**Recorded data**
..............................
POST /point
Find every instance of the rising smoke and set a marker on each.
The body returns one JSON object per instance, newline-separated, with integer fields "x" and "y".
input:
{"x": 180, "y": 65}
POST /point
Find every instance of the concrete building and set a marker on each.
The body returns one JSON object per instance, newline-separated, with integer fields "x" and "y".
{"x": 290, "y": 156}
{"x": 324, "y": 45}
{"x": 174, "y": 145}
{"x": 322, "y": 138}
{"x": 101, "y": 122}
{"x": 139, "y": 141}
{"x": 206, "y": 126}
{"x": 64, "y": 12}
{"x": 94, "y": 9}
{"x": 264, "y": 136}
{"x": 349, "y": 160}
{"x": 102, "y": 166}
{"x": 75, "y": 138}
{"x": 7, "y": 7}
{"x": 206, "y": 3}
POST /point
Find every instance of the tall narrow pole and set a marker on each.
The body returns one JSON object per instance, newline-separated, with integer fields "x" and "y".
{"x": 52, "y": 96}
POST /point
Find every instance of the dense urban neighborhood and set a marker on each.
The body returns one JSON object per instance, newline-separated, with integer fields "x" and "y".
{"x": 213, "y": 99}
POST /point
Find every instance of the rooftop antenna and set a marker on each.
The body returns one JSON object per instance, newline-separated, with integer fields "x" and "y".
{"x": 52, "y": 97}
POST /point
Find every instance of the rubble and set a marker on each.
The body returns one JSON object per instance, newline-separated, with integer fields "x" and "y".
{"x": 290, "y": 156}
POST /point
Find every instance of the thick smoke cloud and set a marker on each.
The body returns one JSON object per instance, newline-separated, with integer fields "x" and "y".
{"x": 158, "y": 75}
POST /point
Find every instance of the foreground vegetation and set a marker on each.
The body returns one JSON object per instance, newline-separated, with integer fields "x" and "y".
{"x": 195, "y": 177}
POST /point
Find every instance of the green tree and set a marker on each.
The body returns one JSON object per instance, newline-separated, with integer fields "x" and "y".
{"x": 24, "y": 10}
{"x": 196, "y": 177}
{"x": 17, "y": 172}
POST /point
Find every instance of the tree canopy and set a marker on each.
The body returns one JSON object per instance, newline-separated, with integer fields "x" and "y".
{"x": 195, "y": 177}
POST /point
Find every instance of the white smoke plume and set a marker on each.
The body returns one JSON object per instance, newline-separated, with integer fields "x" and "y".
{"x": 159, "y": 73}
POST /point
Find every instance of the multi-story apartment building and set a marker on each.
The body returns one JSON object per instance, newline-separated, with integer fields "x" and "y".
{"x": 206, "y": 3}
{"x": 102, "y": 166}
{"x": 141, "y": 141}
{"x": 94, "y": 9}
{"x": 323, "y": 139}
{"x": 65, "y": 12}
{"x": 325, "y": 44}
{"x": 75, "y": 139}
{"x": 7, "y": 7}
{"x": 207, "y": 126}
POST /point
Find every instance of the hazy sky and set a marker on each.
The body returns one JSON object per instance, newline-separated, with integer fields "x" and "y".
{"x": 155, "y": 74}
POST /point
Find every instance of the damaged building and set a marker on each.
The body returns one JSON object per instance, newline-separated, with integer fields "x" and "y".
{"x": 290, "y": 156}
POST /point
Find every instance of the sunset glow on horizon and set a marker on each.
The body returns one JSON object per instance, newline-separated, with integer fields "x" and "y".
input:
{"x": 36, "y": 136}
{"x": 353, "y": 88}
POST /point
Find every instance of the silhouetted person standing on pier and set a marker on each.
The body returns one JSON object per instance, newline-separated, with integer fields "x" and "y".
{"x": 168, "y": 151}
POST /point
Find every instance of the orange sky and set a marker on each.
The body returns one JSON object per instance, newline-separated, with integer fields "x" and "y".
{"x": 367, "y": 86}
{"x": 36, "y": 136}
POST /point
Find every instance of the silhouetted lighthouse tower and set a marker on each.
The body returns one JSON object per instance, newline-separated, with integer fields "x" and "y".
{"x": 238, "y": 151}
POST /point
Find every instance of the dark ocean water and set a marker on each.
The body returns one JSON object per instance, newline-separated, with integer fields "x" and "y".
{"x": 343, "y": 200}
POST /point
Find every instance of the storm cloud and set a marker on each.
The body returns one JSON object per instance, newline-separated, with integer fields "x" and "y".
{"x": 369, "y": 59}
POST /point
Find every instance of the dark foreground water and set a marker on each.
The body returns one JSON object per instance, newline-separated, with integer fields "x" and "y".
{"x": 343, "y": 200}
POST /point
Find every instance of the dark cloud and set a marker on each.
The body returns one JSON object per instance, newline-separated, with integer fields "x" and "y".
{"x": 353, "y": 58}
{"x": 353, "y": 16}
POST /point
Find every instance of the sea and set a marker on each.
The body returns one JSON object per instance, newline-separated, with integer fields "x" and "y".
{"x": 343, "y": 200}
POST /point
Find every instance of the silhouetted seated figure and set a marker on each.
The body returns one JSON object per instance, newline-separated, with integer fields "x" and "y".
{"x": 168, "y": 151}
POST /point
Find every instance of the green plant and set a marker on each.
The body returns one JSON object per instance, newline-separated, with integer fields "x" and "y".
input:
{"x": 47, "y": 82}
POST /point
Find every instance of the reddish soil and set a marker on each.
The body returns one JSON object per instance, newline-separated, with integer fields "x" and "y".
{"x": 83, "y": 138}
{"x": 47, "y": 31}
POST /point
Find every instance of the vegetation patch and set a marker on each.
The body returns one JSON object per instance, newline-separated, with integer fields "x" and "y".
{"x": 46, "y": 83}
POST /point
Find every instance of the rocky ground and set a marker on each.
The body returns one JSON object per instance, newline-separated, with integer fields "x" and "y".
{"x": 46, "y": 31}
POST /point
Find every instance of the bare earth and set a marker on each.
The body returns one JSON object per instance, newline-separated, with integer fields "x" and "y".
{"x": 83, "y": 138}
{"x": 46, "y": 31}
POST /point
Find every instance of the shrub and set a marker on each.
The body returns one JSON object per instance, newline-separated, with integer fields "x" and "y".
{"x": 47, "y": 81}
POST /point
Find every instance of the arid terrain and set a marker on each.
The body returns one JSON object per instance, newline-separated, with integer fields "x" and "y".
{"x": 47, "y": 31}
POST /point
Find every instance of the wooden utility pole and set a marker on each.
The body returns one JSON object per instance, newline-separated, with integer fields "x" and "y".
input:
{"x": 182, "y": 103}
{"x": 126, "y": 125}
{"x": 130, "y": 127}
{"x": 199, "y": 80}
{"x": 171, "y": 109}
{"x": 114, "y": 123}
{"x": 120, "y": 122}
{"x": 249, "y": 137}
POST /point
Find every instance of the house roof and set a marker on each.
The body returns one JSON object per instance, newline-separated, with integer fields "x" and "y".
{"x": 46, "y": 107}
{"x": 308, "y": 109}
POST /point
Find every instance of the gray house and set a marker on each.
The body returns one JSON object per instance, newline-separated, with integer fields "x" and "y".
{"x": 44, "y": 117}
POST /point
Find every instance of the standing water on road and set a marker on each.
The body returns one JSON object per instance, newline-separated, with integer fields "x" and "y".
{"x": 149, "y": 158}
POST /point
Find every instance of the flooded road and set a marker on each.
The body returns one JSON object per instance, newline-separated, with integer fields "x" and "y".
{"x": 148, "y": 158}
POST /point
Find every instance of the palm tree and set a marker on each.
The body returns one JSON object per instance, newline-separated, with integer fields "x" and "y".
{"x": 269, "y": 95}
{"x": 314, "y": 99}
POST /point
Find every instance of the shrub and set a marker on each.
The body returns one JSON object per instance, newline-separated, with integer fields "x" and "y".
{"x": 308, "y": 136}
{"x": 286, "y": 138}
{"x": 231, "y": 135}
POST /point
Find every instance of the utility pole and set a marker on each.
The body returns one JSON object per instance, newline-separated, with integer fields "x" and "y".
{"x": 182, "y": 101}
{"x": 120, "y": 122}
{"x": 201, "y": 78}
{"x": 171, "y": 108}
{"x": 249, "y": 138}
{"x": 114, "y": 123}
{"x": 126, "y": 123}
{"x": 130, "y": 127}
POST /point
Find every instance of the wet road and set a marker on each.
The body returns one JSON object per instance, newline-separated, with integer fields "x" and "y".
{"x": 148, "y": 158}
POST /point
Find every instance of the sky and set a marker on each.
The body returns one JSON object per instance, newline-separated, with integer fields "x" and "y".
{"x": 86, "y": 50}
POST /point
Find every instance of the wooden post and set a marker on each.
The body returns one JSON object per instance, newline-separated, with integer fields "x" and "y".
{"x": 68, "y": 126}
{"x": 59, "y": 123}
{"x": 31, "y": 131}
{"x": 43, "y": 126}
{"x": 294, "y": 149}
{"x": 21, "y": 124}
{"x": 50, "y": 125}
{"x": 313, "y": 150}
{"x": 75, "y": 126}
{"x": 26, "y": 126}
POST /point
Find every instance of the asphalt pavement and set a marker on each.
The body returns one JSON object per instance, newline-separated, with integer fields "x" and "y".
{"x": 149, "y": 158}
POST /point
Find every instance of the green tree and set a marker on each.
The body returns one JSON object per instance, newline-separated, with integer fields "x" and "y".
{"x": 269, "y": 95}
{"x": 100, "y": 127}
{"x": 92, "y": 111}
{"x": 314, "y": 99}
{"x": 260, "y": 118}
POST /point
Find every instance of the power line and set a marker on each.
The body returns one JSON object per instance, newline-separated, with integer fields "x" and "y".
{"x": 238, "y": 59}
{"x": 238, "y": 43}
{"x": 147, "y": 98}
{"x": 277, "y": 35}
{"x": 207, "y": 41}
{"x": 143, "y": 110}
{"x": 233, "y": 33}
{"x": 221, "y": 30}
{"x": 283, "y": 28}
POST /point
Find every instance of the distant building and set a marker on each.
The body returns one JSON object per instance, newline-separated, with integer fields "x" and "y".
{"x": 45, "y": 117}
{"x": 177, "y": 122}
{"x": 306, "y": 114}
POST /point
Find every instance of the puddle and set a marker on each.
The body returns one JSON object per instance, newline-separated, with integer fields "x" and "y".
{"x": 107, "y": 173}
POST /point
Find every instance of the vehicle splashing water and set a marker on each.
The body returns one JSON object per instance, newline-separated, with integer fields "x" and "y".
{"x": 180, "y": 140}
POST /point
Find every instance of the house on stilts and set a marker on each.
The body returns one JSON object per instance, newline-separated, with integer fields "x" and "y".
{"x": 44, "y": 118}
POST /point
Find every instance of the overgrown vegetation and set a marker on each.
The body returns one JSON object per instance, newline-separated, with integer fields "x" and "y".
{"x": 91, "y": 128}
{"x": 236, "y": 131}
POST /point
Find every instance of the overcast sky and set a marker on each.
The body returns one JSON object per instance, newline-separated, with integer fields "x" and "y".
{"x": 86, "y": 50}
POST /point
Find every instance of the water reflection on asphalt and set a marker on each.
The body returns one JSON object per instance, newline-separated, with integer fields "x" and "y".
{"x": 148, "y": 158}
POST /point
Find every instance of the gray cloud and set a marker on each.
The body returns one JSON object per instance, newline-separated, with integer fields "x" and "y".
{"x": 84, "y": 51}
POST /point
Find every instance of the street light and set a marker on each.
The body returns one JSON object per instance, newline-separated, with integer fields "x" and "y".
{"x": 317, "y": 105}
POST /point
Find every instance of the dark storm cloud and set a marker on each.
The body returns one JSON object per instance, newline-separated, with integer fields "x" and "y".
..............................
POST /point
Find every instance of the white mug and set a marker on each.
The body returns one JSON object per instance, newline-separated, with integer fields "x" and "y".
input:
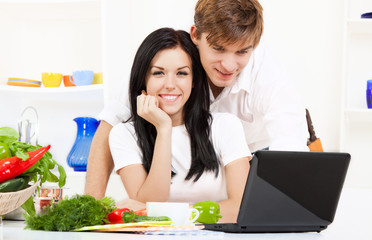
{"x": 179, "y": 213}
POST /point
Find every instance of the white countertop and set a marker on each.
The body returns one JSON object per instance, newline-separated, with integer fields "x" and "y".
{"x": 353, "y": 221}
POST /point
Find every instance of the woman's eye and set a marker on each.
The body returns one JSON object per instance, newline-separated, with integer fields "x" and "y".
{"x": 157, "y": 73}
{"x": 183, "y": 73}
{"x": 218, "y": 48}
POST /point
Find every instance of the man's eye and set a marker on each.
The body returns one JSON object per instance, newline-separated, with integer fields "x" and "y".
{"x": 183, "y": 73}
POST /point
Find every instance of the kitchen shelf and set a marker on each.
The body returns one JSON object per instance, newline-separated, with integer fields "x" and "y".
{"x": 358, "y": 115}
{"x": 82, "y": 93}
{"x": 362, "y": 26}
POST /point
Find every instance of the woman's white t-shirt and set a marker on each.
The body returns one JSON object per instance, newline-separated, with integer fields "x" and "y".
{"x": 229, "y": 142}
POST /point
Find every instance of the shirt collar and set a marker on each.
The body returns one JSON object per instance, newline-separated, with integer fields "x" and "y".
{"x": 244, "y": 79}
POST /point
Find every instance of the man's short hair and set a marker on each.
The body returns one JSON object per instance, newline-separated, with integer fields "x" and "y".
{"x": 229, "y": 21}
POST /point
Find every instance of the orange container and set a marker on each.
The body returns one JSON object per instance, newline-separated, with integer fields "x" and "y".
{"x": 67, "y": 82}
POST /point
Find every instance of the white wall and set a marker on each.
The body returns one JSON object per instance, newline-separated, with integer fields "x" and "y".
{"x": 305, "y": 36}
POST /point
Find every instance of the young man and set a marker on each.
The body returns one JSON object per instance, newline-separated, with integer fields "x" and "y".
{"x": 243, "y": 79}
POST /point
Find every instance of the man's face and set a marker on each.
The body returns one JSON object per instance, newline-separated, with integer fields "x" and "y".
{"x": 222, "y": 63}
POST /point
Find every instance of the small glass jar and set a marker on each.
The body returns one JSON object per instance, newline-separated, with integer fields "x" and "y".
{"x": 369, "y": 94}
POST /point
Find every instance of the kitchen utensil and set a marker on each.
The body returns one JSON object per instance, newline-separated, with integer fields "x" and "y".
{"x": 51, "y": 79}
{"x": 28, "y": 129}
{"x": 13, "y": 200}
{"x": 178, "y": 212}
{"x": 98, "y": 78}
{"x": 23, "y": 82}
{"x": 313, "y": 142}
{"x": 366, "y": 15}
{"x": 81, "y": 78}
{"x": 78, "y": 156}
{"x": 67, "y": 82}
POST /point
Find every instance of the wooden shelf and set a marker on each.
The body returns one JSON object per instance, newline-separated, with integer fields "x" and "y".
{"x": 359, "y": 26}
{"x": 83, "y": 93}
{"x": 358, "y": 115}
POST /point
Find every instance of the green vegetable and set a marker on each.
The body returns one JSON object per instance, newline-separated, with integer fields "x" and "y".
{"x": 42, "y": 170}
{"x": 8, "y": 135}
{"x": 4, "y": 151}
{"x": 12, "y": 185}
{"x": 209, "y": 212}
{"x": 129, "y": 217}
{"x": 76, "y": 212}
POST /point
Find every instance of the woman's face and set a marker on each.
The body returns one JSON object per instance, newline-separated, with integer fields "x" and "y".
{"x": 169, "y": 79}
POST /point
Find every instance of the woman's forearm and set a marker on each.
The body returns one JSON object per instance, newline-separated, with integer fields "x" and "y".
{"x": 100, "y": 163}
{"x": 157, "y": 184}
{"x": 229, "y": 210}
..............................
**What is expected**
Gather every line of the records that contains the word "dark" and copy each one out.

**Answer to the task**
Find every instance of the dark ocean water and set a marker on each.
Find every instance of the dark foreground water and set a marker on each.
Find every instance of the dark cloud and set a marker on each.
Find every instance of the dark storm cloud and set a marker on each.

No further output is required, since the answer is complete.